**TEXT SEGMENT:**
===
Do Batteries Actually Last Longer In The Fridge?

Today, we’re looking at a common notion that storing your batteries in the fridge makes them last longer. Is this actual true? Let’s discuss it!

Common Myth: Batteries Last Longer In the Fridge

You may heard that putting your batteries in the fridge will help them last longer. Even if you ask Google, you’ll read this myth. People will vouch that it works.

The reason is batteries hold their charge better in cooler conditions. When not plugged in, batteries still slowly release electrons. Cooler temperatures slow down the chemical reaction of self-discharge and help save your battery.

Different sized batteries in a fridge drawer next to carrots.

Truth: Batteries May Last Longer, But You’re Better Off Not Storing Them In the Fridge

However, we don’t advise storing your batteries in the fridge. In fact, major battery brands advise against this as well.

With technological improvements, batteries don’t lose their charge nearly as fast as they did in the past. While the fridge became a cost-saving method for rechargeable batteries that would lose their charge quickly, you’re better off not listening to this myth.
===
**EXTRACTED RECORDS:**
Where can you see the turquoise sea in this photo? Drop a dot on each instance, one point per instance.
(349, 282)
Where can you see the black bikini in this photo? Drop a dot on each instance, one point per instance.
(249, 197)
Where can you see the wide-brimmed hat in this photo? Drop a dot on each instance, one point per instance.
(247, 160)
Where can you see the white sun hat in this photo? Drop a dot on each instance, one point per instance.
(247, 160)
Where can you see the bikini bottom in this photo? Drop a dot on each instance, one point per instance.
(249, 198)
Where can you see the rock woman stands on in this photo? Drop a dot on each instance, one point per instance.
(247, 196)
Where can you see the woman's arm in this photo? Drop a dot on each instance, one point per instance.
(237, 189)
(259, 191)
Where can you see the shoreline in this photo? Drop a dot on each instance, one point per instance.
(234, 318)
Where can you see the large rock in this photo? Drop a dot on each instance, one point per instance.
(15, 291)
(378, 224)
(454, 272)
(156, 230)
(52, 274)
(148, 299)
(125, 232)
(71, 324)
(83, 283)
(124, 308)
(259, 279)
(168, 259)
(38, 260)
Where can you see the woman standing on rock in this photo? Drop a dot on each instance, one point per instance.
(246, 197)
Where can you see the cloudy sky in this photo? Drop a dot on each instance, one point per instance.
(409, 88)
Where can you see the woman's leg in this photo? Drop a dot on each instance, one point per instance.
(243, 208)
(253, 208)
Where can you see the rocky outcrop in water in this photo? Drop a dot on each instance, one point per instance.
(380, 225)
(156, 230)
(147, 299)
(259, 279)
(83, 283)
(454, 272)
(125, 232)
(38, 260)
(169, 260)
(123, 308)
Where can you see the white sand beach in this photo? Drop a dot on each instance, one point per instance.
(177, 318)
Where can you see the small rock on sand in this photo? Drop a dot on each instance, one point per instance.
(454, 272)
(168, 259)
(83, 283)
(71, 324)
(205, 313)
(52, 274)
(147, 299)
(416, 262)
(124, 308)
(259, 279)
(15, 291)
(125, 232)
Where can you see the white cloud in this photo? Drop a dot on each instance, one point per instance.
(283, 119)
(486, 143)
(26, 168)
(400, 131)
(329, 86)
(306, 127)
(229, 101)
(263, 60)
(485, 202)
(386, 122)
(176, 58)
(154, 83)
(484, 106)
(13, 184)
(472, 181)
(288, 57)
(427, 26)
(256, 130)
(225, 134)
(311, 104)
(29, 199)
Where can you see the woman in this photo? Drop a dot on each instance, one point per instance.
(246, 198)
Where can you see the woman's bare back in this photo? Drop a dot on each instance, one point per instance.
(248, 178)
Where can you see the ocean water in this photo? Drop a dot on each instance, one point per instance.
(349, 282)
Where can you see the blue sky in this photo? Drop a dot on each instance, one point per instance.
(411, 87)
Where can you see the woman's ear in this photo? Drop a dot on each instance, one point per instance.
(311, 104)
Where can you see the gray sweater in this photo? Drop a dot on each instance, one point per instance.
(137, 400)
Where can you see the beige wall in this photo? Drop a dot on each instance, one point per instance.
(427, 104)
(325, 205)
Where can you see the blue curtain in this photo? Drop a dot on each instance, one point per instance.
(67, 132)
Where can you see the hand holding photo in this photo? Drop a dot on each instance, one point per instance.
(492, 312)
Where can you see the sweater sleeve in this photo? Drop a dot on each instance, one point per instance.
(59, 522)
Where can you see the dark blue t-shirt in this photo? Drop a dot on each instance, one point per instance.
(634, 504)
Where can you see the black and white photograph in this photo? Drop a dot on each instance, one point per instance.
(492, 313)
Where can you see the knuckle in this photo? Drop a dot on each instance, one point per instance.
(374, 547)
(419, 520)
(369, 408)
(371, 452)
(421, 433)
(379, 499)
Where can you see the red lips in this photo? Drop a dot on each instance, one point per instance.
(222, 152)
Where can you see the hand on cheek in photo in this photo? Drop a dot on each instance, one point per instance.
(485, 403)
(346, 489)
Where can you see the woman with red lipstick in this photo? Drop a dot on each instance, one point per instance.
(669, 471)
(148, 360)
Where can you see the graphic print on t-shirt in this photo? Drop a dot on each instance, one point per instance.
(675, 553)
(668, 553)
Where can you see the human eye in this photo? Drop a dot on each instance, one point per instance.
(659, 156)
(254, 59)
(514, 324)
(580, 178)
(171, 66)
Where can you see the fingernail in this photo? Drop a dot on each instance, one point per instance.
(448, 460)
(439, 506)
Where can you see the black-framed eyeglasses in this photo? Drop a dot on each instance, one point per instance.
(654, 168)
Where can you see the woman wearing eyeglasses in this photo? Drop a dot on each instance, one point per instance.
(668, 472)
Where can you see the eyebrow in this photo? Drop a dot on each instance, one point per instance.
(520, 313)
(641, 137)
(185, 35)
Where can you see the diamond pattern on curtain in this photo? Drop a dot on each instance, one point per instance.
===
**EXERCISE INSTRUCTIONS:**
A – Quote the batteries-in-the-fridge article exactly, starting with "The reason is" and going on through "to this myth.".
B – Extend the article about keeping batteries in the fridge past its final sentence.

**THE ANSWERS:**
A –
The reason is batteries hold their charge better in cooler conditions. When not plugged in, batteries still slowly release electrons. Cooler temperatures slow down the chemical reaction of self-discharge and help save your battery.

Different sized batteries in a fridge drawer next to carrots.

Truth: Batteries May Last Longer, But You’re Better Off Not Storing Them In the Fridge

However, we don’t advise storing your batteries in the fridge. In fact, major battery brands advise against this as well.

With technological improvements, batteries don’t lose their charge nearly as fast as they did in the past. While the fridge became a cost-saving method for rechargeable batteries that would lose their charge quickly, you’re better off not listening to this myth.

B –
One reason we don’t advise you to store your batteries in the fridge isn’t just the temperature. Condensation can ruin batteries. You don’t want the moisture to damage your batteries.

So, while you thought you might be saving money by putting them in the fridge, you’ll likely spend more to replace them because of the water damage.

What Do Battery Brands Recommend For Safe Storage?

Major battery brands recommend storing your unused batteries at room temperature. This means keeping them in locations between 68-78°F.

While your garage or attic may keep unused batteries out of the way, they’re not ideal unless insulated with air conditioning and heat. The hotter a room gets, the faster a battery will lose its charge. 

Also, consider humidity. Just like a battery will absorb moisture in a fridge, it will also absorb moisture from the air. This is another reason to avoid the garage or attic if it’s not well-ventilated and insulated.

If you live in a humid environment, you might want to store batteries in an air-tight container.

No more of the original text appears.